GIVEN INSTRUCTION | Pick out every row containing the string "Target" and copy each of those rows.

SUPPLIED MATERIAL |
-=-=-=-=-

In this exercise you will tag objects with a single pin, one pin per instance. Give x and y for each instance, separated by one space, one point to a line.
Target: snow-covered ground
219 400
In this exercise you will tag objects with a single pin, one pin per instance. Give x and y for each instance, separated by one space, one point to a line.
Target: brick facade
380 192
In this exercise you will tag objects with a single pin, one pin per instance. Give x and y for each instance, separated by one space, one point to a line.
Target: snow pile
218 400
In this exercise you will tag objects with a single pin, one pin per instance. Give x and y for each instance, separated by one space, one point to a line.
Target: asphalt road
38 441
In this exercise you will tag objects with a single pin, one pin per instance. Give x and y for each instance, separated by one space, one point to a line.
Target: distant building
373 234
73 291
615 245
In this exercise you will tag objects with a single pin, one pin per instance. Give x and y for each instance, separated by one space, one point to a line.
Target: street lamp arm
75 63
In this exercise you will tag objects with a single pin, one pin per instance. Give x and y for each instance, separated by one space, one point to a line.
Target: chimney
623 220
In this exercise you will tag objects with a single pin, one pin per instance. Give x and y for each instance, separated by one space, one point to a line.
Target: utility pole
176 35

-=-=-=-=-

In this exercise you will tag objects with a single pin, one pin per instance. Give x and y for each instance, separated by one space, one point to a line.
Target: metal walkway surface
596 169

-=-=-=-=-

CORRECT OUTPUT |
Target: snow-covered ground
Target: brick facade
Target: snow pile
Target: asphalt road
Target: distant building
Target: street lamp arm
Target: chimney
Target: utility pole
Target: metal walkway surface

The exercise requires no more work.